# EXERCISE DETAILS
Starting from the line containing "the stone rubble", write out the rest of the entries exactly, through the final line, including nothing else.

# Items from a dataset
·····

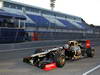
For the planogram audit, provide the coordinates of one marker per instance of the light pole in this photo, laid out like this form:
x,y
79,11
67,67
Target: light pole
x,y
52,5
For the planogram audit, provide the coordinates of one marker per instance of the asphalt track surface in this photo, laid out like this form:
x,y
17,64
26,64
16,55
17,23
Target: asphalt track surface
x,y
11,64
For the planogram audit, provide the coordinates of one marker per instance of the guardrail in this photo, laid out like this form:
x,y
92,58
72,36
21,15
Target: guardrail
x,y
38,44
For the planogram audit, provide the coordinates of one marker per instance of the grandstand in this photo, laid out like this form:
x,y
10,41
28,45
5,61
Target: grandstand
x,y
41,24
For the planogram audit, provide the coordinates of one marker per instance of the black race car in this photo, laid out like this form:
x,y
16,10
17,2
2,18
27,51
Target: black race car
x,y
48,59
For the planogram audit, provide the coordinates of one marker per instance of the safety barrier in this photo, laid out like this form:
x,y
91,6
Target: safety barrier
x,y
38,44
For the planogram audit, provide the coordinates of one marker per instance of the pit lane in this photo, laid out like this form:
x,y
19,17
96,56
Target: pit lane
x,y
11,64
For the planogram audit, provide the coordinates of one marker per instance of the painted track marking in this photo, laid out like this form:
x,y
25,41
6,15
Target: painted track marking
x,y
86,73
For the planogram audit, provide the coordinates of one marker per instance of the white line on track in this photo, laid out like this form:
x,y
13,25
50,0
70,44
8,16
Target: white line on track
x,y
86,73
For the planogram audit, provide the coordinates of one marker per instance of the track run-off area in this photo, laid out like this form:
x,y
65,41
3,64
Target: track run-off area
x,y
11,64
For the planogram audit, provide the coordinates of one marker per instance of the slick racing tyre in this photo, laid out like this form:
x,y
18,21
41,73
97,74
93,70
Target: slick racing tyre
x,y
27,59
90,52
60,60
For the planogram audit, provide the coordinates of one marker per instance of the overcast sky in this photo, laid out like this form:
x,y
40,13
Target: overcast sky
x,y
89,10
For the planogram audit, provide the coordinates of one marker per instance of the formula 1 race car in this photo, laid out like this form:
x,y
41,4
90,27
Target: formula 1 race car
x,y
48,59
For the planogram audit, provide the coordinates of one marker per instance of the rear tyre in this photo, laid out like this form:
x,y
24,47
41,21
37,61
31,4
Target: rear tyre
x,y
60,60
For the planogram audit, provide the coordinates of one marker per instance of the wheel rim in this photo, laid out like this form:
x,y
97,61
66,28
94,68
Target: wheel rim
x,y
62,61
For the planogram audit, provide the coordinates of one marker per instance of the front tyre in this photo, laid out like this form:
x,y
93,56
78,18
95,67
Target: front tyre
x,y
60,60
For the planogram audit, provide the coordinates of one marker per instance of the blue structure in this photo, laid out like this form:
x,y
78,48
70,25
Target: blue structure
x,y
28,22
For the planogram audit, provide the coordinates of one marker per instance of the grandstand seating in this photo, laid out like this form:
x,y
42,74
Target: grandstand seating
x,y
40,21
68,24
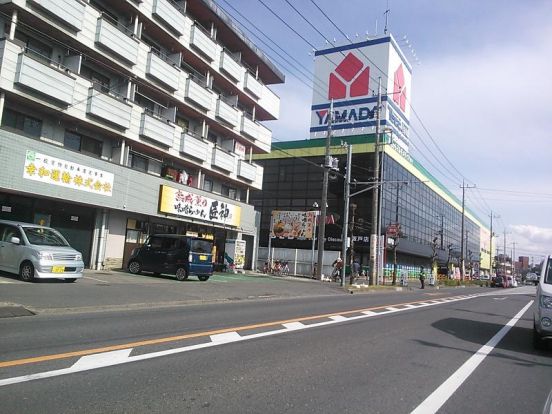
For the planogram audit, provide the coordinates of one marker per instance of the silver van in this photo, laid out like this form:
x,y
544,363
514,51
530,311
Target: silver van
x,y
543,305
34,251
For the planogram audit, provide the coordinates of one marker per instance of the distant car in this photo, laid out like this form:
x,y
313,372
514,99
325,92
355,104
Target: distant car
x,y
37,252
532,278
542,311
498,281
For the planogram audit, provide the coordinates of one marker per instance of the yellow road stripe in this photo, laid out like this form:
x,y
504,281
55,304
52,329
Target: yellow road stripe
x,y
157,341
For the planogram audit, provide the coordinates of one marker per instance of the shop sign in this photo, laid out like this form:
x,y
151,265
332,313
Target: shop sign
x,y
185,204
51,170
293,224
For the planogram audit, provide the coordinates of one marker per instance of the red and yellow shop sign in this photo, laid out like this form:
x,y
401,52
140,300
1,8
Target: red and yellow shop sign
x,y
185,204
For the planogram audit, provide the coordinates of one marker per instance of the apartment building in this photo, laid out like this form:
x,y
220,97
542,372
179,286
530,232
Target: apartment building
x,y
123,118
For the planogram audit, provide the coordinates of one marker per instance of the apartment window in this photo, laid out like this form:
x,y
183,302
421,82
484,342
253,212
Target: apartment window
x,y
82,143
229,192
99,82
35,47
16,120
208,184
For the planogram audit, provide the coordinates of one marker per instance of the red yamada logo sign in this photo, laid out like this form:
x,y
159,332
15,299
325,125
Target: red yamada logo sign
x,y
351,78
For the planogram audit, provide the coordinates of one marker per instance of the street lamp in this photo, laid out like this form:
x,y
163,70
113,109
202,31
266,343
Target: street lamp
x,y
315,206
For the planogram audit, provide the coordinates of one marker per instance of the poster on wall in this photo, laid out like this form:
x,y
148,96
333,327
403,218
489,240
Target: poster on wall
x,y
51,170
293,224
185,204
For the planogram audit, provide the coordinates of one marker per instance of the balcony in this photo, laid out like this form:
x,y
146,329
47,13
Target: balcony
x,y
156,130
249,127
198,94
194,147
253,85
70,12
166,11
162,71
203,43
223,160
229,66
109,109
264,138
44,79
226,112
246,170
112,39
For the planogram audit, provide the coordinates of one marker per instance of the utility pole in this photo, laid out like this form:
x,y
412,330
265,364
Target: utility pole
x,y
324,206
346,217
462,252
375,198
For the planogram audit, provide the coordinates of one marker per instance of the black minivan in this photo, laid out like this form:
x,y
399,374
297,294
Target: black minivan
x,y
173,254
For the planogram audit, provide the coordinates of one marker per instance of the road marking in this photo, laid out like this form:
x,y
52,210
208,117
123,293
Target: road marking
x,y
367,312
440,396
93,278
100,360
117,355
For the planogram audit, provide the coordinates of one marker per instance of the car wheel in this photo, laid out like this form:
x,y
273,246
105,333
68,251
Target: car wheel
x,y
181,274
26,272
134,267
538,342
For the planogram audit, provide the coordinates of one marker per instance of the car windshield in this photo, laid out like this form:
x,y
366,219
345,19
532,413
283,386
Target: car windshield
x,y
44,237
201,246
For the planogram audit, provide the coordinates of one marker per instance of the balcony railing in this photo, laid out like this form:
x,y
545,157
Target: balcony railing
x,y
156,130
45,79
109,109
247,170
162,71
249,127
71,12
253,85
203,43
111,38
194,147
223,160
229,66
198,94
171,15
227,113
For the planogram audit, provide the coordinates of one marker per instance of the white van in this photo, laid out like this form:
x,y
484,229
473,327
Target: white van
x,y
543,305
34,251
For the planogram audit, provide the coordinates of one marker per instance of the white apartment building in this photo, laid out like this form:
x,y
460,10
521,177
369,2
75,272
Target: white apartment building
x,y
123,118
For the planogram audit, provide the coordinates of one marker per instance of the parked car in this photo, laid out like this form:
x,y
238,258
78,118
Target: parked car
x,y
173,254
37,252
542,314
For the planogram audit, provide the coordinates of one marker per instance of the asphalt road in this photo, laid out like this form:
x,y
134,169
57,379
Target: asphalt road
x,y
435,350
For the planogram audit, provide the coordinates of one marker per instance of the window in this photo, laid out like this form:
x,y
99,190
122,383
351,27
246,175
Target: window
x,y
229,192
99,82
84,144
138,162
16,120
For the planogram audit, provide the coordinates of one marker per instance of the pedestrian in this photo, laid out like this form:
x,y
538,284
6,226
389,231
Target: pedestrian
x,y
422,277
356,269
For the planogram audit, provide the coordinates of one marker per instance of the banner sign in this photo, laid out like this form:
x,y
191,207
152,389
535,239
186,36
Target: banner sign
x,y
185,204
51,170
293,224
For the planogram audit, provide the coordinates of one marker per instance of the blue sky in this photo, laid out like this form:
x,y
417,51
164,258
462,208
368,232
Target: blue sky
x,y
482,89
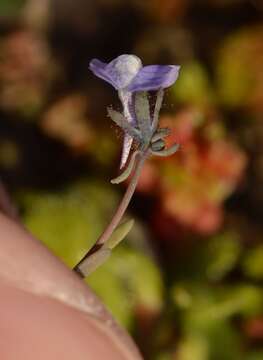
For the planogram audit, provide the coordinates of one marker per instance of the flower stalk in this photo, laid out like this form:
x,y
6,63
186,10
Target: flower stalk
x,y
128,76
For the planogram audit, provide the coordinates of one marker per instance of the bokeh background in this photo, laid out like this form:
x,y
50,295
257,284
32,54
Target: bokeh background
x,y
187,281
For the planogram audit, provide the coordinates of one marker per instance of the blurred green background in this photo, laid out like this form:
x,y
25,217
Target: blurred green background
x,y
187,281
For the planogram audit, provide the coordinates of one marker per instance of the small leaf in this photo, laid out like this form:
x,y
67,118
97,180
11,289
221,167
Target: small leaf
x,y
119,234
94,261
121,121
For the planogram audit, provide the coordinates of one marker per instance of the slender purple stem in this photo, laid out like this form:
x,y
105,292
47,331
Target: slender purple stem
x,y
117,216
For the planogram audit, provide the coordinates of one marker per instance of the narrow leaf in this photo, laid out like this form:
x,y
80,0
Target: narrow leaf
x,y
119,234
94,261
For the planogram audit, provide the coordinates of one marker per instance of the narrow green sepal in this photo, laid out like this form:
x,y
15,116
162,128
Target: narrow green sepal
x,y
157,109
166,152
142,110
123,123
126,173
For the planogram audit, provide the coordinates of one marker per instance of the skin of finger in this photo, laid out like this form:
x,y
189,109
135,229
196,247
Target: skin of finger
x,y
34,327
27,264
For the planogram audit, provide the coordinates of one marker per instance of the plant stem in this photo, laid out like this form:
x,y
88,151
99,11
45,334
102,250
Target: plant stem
x,y
80,267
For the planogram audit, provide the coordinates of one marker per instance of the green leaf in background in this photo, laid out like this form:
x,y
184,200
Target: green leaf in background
x,y
238,65
255,355
253,263
193,86
223,252
128,279
70,221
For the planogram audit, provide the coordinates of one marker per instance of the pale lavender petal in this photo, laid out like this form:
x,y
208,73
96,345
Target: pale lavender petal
x,y
99,68
123,69
154,77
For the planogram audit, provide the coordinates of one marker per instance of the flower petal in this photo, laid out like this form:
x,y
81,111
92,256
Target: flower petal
x,y
123,69
154,77
99,68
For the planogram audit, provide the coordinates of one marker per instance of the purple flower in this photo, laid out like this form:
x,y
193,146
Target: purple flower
x,y
127,75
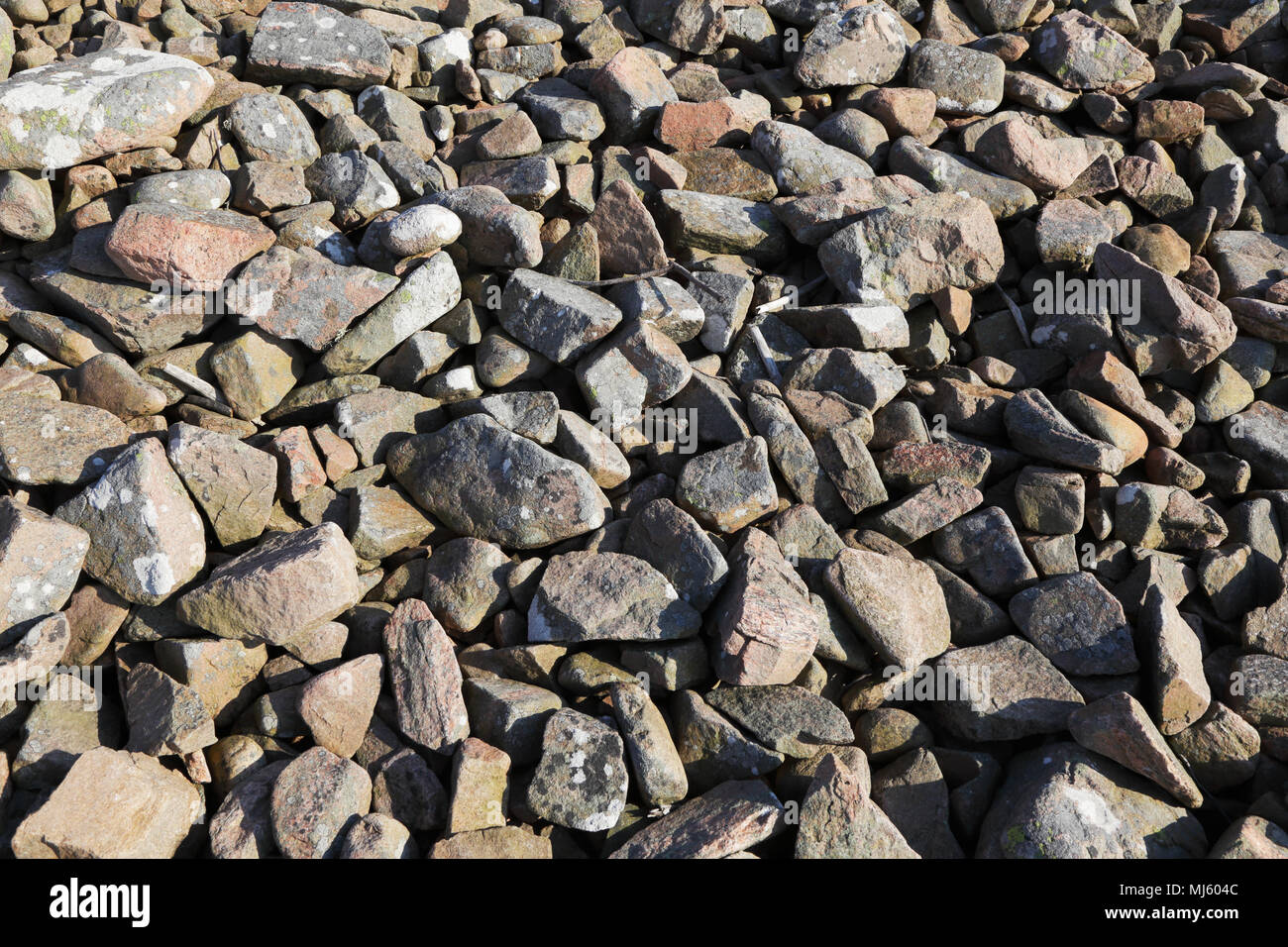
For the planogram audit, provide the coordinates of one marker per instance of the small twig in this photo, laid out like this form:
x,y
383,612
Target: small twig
x,y
617,281
767,357
1018,317
192,382
785,302
692,278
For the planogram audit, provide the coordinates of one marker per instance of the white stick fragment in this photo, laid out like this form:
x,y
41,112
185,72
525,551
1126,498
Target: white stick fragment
x,y
192,382
767,357
1018,316
790,299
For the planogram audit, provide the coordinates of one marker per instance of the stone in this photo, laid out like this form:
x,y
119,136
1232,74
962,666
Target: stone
x,y
1077,624
40,562
520,495
146,536
581,777
316,800
879,260
116,99
288,583
726,819
784,716
1003,690
145,810
425,678
1120,728
310,43
896,605
336,705
864,44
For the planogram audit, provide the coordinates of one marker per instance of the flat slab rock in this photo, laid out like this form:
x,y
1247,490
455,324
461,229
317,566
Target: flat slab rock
x,y
117,99
596,596
482,480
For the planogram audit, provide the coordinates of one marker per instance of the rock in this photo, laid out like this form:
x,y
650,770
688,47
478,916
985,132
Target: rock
x,y
147,539
896,605
145,810
506,474
310,43
1003,690
1179,326
840,821
879,260
655,761
765,625
671,541
784,716
425,678
913,792
1077,624
336,705
863,44
1081,53
71,112
1034,814
726,819
1120,728
189,249
233,483
510,715
1175,664
163,715
288,583
47,441
377,836
581,777
40,561
728,487
965,81
480,788
316,800
587,596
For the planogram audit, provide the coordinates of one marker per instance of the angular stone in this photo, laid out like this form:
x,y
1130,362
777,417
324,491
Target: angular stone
x,y
880,258
728,487
310,43
48,441
112,101
784,716
1077,624
147,539
425,678
287,585
587,596
581,777
40,561
1120,728
1004,690
518,495
316,800
840,821
142,810
721,822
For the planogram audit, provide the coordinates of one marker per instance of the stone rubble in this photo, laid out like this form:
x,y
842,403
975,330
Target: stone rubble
x,y
643,429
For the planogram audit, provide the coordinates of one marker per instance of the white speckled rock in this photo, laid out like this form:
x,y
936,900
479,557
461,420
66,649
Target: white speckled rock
x,y
146,536
71,112
421,230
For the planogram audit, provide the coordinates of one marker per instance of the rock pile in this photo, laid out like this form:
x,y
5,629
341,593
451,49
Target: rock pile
x,y
643,428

·····

# SOLVED EXERCISE
For the planogram audit, provide the coordinates of one marker per instance of the stone rubble in this photo, laid out like this form:
x,y
842,403
975,330
Target: stone rubble
x,y
643,429
For the planogram audit, provide the coordinates of one marker per instance of the white speckled rock in this photo, laid out like this form:
x,y
936,900
479,557
461,420
66,649
Target: white speckled rock
x,y
146,536
71,112
421,230
For the planogram audit, provide the coordinates of one marker per instance of the rock pile in this photo, laid out like this form:
x,y
5,629
341,593
451,49
Target: rock pile
x,y
643,428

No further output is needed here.